AIM OF THE TASK – The records that follow are to be repeated without alteration.
::: SOURCE MATERIAL :::
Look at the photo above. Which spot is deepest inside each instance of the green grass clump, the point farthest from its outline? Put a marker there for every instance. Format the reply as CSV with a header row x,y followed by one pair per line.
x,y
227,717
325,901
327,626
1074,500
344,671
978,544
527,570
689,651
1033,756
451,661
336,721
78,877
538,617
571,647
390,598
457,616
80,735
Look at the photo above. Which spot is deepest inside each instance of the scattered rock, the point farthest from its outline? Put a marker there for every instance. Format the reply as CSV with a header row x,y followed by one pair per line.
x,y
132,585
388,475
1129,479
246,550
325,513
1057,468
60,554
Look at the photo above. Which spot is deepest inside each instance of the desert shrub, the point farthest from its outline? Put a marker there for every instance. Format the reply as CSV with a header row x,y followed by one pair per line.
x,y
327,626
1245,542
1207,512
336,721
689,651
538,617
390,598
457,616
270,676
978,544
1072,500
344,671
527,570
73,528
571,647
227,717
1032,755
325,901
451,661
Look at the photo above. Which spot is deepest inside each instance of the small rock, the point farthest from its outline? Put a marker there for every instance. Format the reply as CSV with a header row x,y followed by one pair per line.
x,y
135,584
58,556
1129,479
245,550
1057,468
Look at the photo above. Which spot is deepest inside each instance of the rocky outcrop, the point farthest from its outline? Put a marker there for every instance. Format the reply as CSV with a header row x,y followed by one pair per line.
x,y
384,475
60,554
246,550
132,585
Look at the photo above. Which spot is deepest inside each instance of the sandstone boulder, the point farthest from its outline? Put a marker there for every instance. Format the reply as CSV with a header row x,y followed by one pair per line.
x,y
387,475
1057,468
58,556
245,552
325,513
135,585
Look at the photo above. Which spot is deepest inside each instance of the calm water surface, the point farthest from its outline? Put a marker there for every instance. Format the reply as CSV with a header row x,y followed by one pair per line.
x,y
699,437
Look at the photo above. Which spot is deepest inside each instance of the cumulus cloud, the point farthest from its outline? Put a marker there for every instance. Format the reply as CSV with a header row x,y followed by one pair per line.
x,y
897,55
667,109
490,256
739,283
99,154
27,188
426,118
:::
FINISHED EXERCISE –
Look at the photo above. Which spot is deepest inside each instance of the green grass clump, the point farthest from its outline? Put a marker there for every instance. Format the reply as CSV with a header row x,y followed by one pair per line.
x,y
227,717
325,901
327,626
1074,500
344,671
978,544
527,570
689,651
1033,756
451,661
336,721
78,877
538,617
571,647
390,598
457,616
80,735
Look at the photo above. Which spot is deepest inside each instance of the scattered rock, the point farthest from its outline? Put a marker there for every instance. Format the reply as CSV with a header row x,y followed by one pair per line.
x,y
132,585
388,475
1129,479
246,550
325,513
1057,468
60,554
Look at the photo above. Which spot is deepest inside each instance of the desert shrub, the point farthest from its outline? Put a marker there for every instance. Format the reply as CSV with a header row x,y followed by one pair per line.
x,y
327,626
1245,542
1207,512
336,721
689,651
538,617
390,598
457,616
270,676
978,544
1072,500
344,671
527,570
73,528
571,647
227,717
1032,755
325,901
451,661
Look at the photo above. Which spot is deepest inside each instance of the small rock, the point farthest from its outline? Put a marker there for every instance. Format the reply as CSV with a header row x,y followed by one pair per line.
x,y
135,584
58,556
1129,479
245,550
1057,468
Look at the photo above. Which spot is deepest inside each instance of the rocky outcrop, the point farthest from its outline? Put a marker there for every instance. Format the reply as CSV with a header row x,y followed by one pair per line.
x,y
384,475
60,554
246,550
132,585
Look at the photo above. Which spot is deepest inside each instance of the sandstone boulder, the point farthest from its outline? Put a marker there for every instance. Format the reply as CSV with a header row x,y followed by one pair per line.
x,y
387,475
1057,468
58,556
245,552
325,513
135,585
Look at the photo above. Which spot is deepest inside each instance of the calm water surface, the point farthest from its outline? Put a marker there for every instance. Format the reply as CSV with a header row x,y followed by one pair per line.
x,y
699,437
Look at the photo above. Which spot is deepest inside each instance of the cumulus cloud, the point farthest from its outline? Put a marker there for every instance. Format the reply as CSV with a header row x,y followed by one pair per line.
x,y
897,55
667,109
490,256
739,283
99,154
27,188
426,118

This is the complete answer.